**Text extract**
* * * * * * *
Many are suffering for their poor judgment, while no bank employee has ended up in jail for approving and providing an unsecured loan, for which all deposits have been called to pay.

Due to the delay in resolving NPLs, individuals and small to medium-sized enterprises (the backbone of the Cyprus economy) struggling to make ends meet have fallen afoul of the black hole, eventually being sucked in and unable to climb out.

Hundreds if not thousands of small businesses have been removed from the equation altogether, with their know-how and experience vanishing into thin air, resulting in Cyprus becoming uncompetitive.

Bank managers also maintained double standards for restructuring loans, with the popular major property developers bailed out first, allegedly because the country would collapse if they weren’t.

The politicians, now being called to ‘intervene’, tolerated the hanky-panky going on in the banks, both because many had their share of unsecured loans that needed to be suppressed and because banks provided job opportunities for those needing favours.

Banks in Cyprus were never regarded as major financiers or risk-takers to underwrite promising enterprises, forcing on many occasions big businesses to seek financing elsewhere, often even with better terms.
* * * * * * *
**Information provided**

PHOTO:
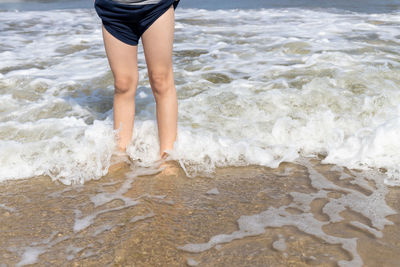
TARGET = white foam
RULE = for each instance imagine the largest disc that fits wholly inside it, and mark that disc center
(213, 191)
(192, 262)
(279, 244)
(310, 82)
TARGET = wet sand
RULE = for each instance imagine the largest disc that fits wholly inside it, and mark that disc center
(128, 220)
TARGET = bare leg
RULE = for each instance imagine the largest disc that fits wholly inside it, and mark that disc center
(157, 43)
(123, 62)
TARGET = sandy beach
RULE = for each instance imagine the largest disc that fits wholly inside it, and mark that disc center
(146, 220)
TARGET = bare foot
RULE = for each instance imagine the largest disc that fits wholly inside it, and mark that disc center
(119, 160)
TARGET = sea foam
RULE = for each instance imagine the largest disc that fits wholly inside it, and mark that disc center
(254, 86)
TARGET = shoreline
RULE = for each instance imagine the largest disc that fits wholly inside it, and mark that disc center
(128, 220)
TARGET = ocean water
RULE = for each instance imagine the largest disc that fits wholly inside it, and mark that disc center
(256, 86)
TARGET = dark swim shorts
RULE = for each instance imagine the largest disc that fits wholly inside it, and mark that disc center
(127, 22)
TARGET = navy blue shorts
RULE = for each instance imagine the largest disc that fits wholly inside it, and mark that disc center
(126, 22)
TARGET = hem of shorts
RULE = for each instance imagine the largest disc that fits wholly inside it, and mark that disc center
(118, 36)
(174, 4)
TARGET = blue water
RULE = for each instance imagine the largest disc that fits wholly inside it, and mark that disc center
(367, 6)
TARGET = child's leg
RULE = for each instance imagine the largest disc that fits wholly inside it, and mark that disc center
(157, 43)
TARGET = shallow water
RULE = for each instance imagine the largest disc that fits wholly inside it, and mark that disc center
(298, 215)
(255, 87)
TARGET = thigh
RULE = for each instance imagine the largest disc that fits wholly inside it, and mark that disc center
(121, 57)
(158, 41)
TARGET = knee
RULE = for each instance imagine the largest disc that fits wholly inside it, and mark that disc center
(161, 82)
(125, 84)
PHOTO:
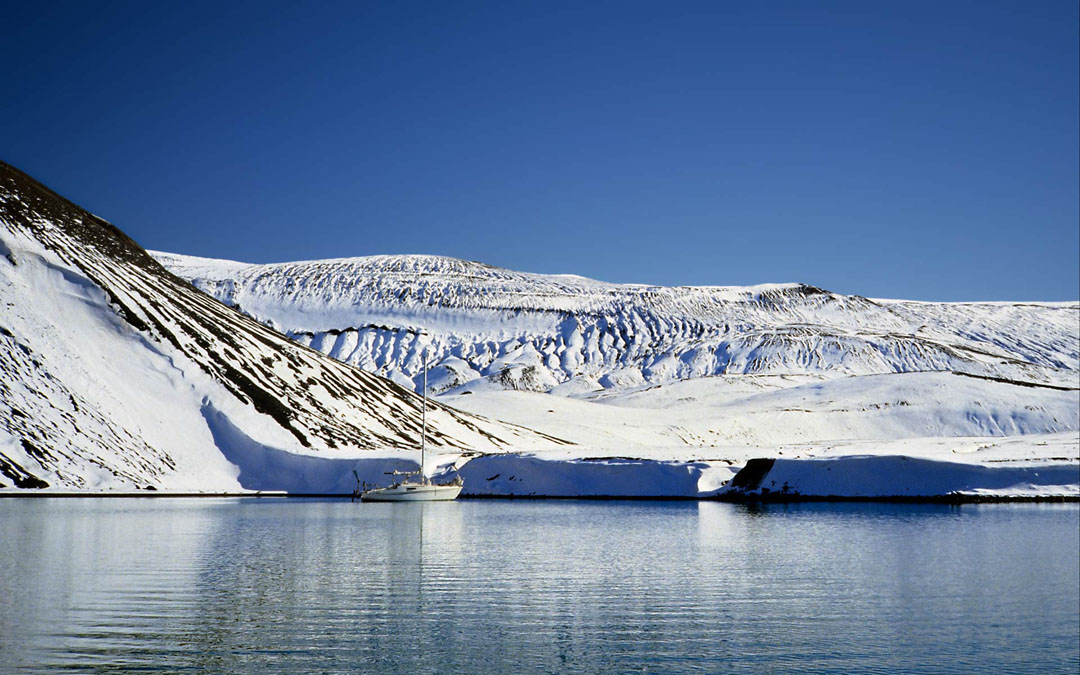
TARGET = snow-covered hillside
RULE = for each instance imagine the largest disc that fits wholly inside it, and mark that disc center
(571, 335)
(115, 374)
(671, 391)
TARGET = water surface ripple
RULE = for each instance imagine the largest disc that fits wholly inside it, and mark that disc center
(289, 585)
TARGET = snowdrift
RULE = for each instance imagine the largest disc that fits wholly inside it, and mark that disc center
(109, 364)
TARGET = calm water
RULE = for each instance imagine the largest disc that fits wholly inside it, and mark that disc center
(508, 586)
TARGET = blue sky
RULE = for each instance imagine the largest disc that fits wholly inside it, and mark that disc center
(926, 150)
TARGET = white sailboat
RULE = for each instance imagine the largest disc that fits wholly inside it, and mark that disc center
(421, 489)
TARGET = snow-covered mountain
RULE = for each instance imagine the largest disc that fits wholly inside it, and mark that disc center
(669, 391)
(116, 374)
(569, 335)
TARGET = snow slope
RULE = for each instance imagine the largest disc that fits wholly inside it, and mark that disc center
(671, 391)
(117, 375)
(571, 335)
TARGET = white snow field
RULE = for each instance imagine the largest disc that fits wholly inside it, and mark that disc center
(115, 375)
(671, 391)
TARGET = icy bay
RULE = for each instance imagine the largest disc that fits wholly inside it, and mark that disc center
(327, 585)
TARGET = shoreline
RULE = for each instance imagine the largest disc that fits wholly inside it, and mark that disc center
(739, 499)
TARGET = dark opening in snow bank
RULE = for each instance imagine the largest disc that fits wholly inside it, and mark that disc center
(524, 475)
(269, 469)
(899, 477)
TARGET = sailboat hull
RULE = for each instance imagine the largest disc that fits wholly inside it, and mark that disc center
(413, 491)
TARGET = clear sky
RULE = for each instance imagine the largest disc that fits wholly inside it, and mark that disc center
(925, 150)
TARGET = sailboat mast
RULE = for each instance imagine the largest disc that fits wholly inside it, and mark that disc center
(423, 416)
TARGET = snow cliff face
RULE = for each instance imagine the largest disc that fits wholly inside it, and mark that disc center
(116, 374)
(497, 328)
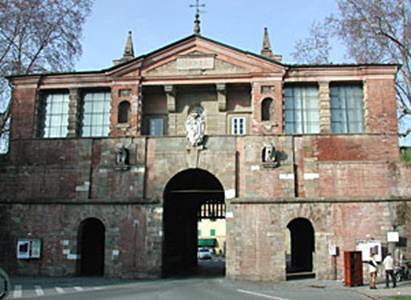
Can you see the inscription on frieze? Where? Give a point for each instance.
(195, 62)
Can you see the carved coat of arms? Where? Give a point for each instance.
(195, 128)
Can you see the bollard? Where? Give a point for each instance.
(4, 284)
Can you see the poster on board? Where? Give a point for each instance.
(368, 246)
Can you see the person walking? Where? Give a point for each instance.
(373, 269)
(388, 264)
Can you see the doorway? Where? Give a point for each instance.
(91, 247)
(189, 196)
(302, 246)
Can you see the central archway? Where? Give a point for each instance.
(189, 196)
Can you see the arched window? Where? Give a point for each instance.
(123, 112)
(266, 108)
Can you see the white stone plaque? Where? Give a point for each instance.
(195, 63)
(230, 194)
(393, 236)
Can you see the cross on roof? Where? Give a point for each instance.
(197, 6)
(197, 19)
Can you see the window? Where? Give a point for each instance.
(54, 116)
(156, 126)
(347, 108)
(96, 117)
(124, 93)
(123, 112)
(301, 109)
(266, 108)
(238, 125)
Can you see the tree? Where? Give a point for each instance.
(38, 36)
(373, 31)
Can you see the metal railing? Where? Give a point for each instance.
(4, 284)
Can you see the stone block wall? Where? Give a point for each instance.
(133, 230)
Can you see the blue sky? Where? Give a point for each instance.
(156, 23)
(238, 23)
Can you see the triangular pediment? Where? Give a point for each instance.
(198, 56)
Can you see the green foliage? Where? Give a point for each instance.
(406, 156)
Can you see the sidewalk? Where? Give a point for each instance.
(403, 289)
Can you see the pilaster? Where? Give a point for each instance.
(74, 113)
(221, 96)
(325, 107)
(170, 91)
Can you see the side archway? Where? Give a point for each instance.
(302, 246)
(91, 245)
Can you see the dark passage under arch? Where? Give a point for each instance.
(91, 247)
(184, 196)
(302, 246)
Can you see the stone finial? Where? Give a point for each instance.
(128, 53)
(266, 50)
(197, 7)
(128, 49)
(197, 28)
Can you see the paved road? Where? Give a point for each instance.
(181, 289)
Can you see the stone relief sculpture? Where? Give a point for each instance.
(269, 156)
(122, 157)
(195, 127)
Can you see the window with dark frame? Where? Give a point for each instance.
(123, 112)
(54, 115)
(347, 108)
(301, 109)
(266, 109)
(96, 113)
(238, 125)
(155, 126)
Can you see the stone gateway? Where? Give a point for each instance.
(109, 171)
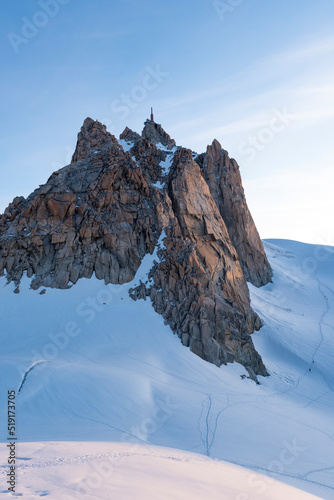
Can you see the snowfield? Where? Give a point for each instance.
(102, 378)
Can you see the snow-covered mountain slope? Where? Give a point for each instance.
(74, 471)
(93, 365)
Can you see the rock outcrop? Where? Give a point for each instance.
(223, 177)
(107, 209)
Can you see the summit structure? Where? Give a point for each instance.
(120, 200)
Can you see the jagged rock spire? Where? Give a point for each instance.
(154, 133)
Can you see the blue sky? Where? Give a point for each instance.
(258, 75)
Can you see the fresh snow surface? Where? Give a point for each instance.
(94, 365)
(70, 471)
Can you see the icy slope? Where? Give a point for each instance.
(77, 471)
(110, 370)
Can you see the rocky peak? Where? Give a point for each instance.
(223, 177)
(154, 133)
(107, 209)
(129, 135)
(92, 136)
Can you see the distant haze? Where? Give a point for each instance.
(256, 75)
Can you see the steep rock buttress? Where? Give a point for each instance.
(107, 209)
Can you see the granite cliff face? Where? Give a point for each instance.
(107, 209)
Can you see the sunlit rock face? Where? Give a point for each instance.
(107, 209)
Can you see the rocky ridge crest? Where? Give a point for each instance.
(107, 209)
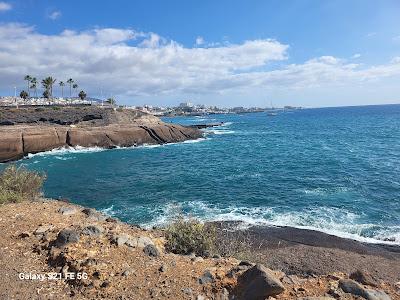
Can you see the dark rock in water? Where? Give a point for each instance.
(66, 236)
(94, 214)
(151, 250)
(352, 287)
(258, 283)
(245, 263)
(364, 278)
(206, 278)
(93, 230)
(67, 211)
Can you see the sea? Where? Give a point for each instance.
(334, 170)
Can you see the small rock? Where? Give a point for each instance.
(197, 259)
(127, 272)
(94, 214)
(363, 278)
(352, 287)
(93, 230)
(120, 239)
(24, 234)
(151, 250)
(207, 277)
(377, 295)
(245, 263)
(131, 243)
(42, 229)
(187, 291)
(67, 211)
(258, 283)
(143, 241)
(66, 236)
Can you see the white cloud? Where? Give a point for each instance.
(130, 64)
(199, 40)
(54, 15)
(4, 6)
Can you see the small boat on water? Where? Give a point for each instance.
(272, 111)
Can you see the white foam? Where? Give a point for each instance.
(67, 150)
(59, 152)
(329, 220)
(219, 131)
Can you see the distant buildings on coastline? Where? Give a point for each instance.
(183, 109)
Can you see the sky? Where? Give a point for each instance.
(228, 53)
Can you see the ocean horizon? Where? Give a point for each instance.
(334, 170)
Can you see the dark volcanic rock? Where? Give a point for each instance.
(151, 250)
(258, 283)
(364, 278)
(66, 236)
(117, 129)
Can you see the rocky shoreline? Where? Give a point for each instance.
(114, 260)
(31, 131)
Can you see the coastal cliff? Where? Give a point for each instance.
(31, 130)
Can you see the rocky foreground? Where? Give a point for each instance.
(33, 130)
(56, 250)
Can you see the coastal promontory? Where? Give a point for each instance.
(32, 130)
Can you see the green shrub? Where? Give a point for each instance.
(19, 184)
(186, 236)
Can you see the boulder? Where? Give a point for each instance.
(67, 211)
(258, 283)
(120, 239)
(352, 287)
(364, 278)
(43, 139)
(66, 236)
(151, 250)
(207, 277)
(43, 229)
(93, 230)
(11, 146)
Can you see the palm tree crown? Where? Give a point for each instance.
(28, 78)
(48, 85)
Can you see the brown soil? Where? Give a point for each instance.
(105, 263)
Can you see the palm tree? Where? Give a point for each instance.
(62, 84)
(48, 86)
(34, 85)
(70, 81)
(75, 87)
(23, 95)
(82, 95)
(28, 78)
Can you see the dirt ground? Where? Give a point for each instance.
(104, 269)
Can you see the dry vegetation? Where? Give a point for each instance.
(19, 184)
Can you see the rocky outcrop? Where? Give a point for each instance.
(258, 283)
(18, 141)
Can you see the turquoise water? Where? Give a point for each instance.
(336, 170)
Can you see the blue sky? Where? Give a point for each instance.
(310, 53)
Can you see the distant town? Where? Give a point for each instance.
(30, 97)
(183, 109)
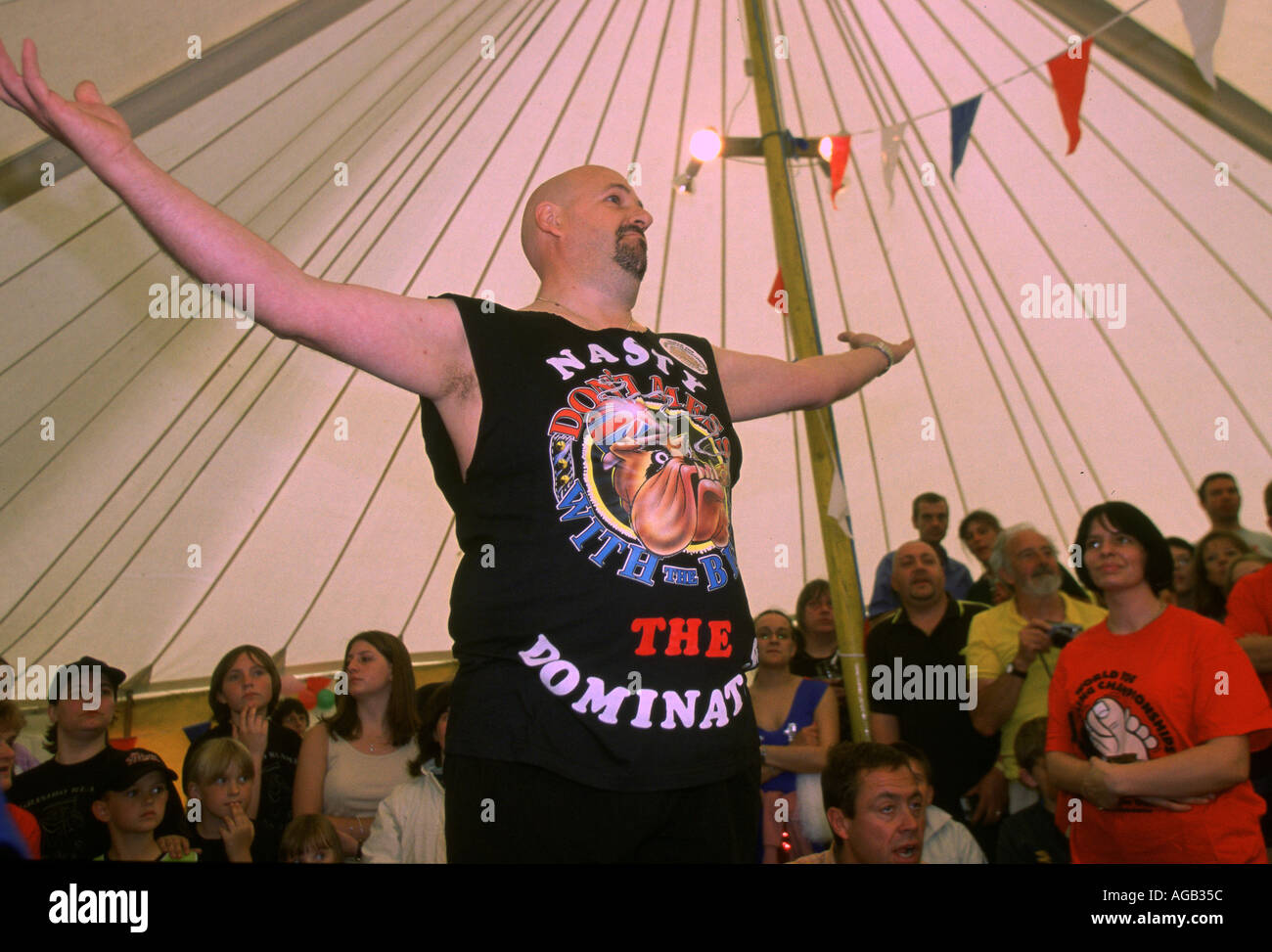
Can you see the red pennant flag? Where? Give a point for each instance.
(1068, 79)
(840, 145)
(777, 287)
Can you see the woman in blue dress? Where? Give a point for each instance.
(797, 726)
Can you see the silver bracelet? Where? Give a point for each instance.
(886, 350)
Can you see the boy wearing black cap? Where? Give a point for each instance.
(131, 800)
(60, 792)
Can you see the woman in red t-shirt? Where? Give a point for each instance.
(1152, 715)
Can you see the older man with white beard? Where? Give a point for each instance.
(1013, 647)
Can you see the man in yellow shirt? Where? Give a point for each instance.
(1013, 647)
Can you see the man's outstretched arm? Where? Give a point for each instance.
(761, 385)
(415, 343)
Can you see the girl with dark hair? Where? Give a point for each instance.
(242, 694)
(351, 760)
(411, 822)
(797, 726)
(1153, 714)
(292, 714)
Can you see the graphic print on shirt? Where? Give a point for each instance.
(641, 478)
(644, 470)
(1119, 723)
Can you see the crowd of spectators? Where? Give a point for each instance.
(1022, 717)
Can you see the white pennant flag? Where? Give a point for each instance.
(890, 147)
(1204, 18)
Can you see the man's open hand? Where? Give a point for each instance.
(85, 125)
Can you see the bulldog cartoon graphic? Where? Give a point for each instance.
(670, 496)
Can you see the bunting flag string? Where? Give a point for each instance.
(1068, 80)
(962, 116)
(1204, 18)
(840, 147)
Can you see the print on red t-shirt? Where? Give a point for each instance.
(1173, 685)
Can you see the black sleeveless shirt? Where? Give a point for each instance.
(598, 614)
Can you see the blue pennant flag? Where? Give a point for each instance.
(961, 127)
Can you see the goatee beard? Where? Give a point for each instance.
(630, 257)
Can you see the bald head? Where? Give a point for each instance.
(565, 207)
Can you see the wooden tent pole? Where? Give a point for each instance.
(840, 561)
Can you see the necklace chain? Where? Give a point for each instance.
(631, 320)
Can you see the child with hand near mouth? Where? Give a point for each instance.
(219, 775)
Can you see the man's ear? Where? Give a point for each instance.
(839, 822)
(547, 216)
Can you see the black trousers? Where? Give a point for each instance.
(503, 812)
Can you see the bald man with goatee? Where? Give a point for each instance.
(599, 711)
(928, 634)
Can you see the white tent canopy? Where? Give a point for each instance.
(127, 442)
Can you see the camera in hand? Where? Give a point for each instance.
(1063, 633)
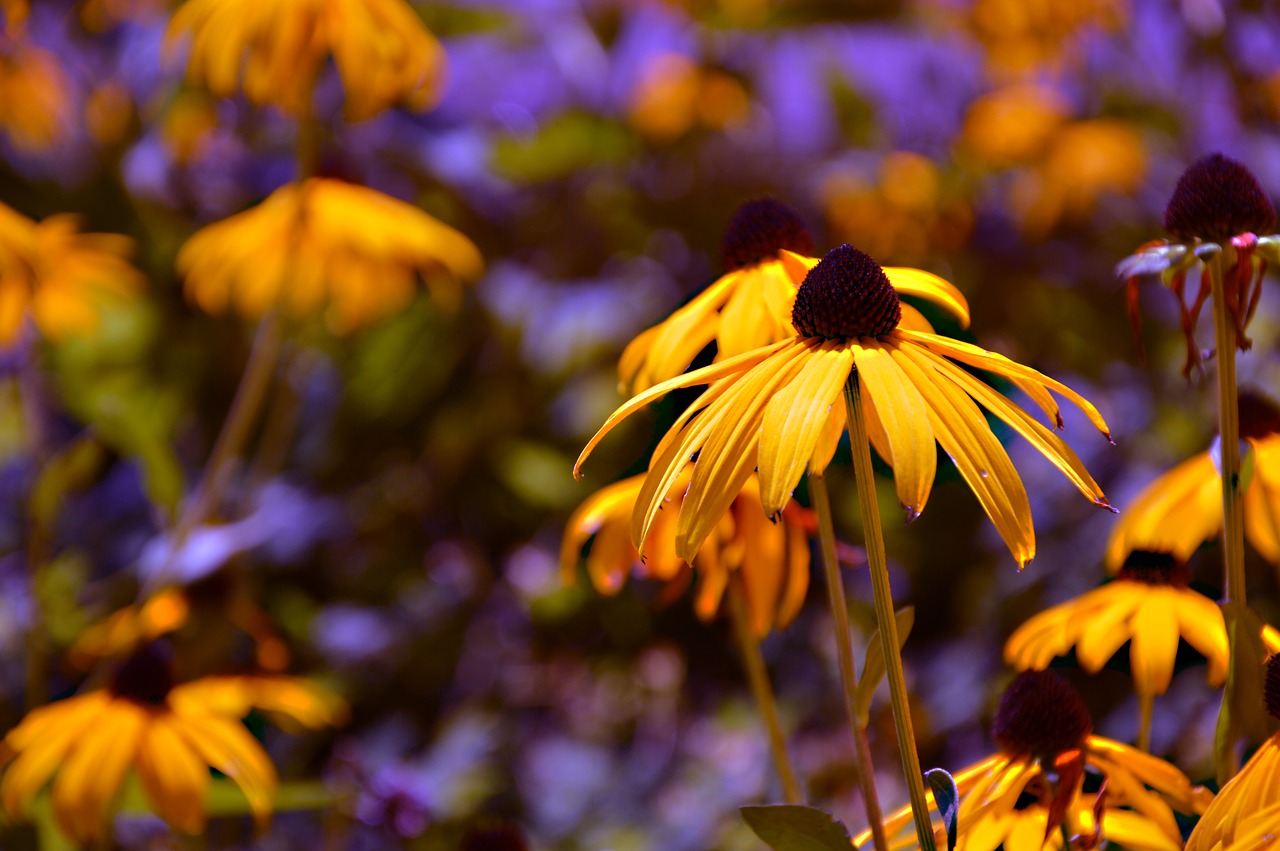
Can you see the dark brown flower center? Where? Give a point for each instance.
(1260, 417)
(760, 229)
(145, 677)
(1041, 715)
(1271, 687)
(846, 294)
(1217, 198)
(1155, 568)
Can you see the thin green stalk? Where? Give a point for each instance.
(758, 677)
(878, 567)
(1146, 708)
(1229, 437)
(845, 659)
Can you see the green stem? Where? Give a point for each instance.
(1146, 708)
(845, 659)
(758, 677)
(878, 567)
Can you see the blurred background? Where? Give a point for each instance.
(594, 150)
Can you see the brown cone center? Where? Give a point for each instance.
(846, 294)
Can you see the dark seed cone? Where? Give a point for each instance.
(759, 230)
(1260, 417)
(1040, 714)
(1155, 568)
(1271, 689)
(146, 676)
(1217, 198)
(846, 294)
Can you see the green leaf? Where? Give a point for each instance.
(787, 827)
(873, 666)
(947, 797)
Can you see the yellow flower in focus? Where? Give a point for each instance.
(325, 245)
(1246, 814)
(778, 408)
(1028, 794)
(35, 99)
(1183, 508)
(383, 51)
(1148, 604)
(169, 735)
(767, 250)
(58, 275)
(772, 558)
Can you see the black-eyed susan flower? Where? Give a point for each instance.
(58, 277)
(1217, 207)
(766, 251)
(1046, 781)
(771, 558)
(775, 408)
(1183, 508)
(1246, 814)
(169, 735)
(324, 245)
(1148, 604)
(275, 49)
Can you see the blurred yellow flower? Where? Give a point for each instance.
(1025, 796)
(325, 245)
(1183, 508)
(169, 735)
(35, 97)
(675, 94)
(383, 51)
(1150, 605)
(777, 408)
(59, 277)
(1246, 814)
(772, 558)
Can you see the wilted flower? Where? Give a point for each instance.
(775, 408)
(1052, 773)
(382, 50)
(325, 245)
(169, 733)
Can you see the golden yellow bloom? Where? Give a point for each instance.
(382, 50)
(767, 251)
(772, 558)
(35, 99)
(1034, 787)
(777, 408)
(1183, 508)
(1246, 814)
(1150, 604)
(325, 245)
(59, 277)
(169, 735)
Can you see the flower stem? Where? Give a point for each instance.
(1146, 707)
(1229, 437)
(758, 677)
(883, 594)
(845, 659)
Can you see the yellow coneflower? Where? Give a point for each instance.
(1217, 207)
(1024, 796)
(382, 50)
(775, 408)
(1246, 814)
(169, 733)
(1148, 604)
(766, 250)
(771, 558)
(1183, 508)
(324, 243)
(58, 275)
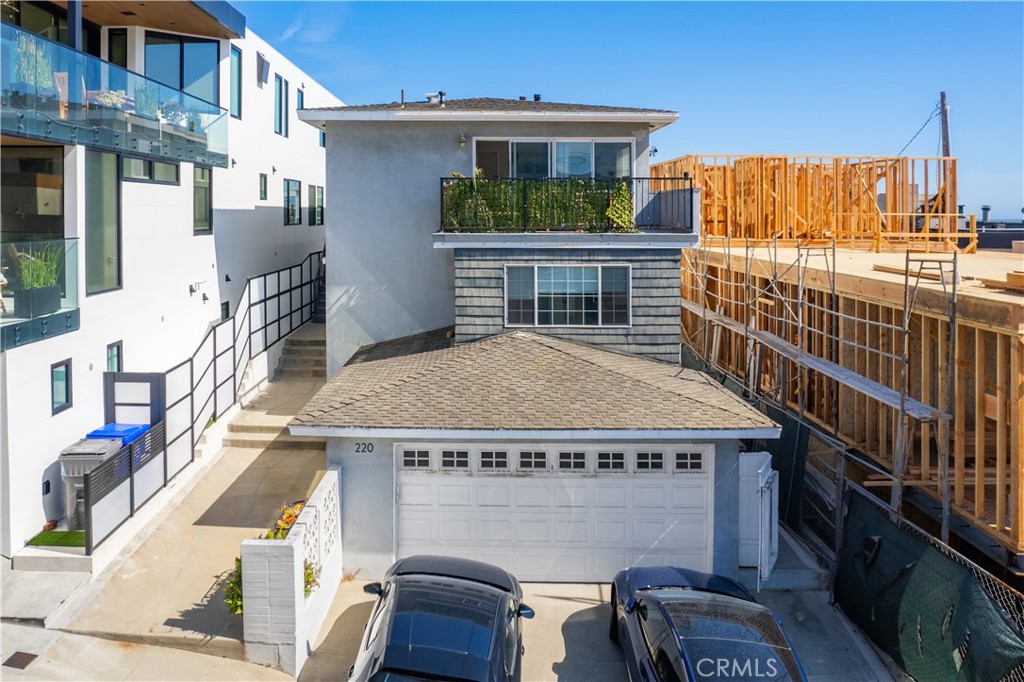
* * * * * * *
Can you carry the piece on Cyprus banks and non-performing loans forward from its last sentence?

That is why in recent years, apart from investment in lucrative insurance subsidiaries, their only core businesses have been from charges and fees.

This unsustainable economic model needs to be changed.

Banks are still too big, considering the size of the Cyprus economy, the only market where they are active.

Instead of hiking charges, we should have seen more online activities, 24/7 services with prompt responses to requests.

Further job cuts are necessary to reduce costs and then start building up their activities, while mergers should not be considered taboo.

At the current pace of banking activities and services, it is only a matter of time for foreign banks to make their presence felt in Cyprus.

Perhaps, with decent competition, matters will improve.

But, until then, keep stashing the cash under the mattress or get alternative financing with electronic money institutions.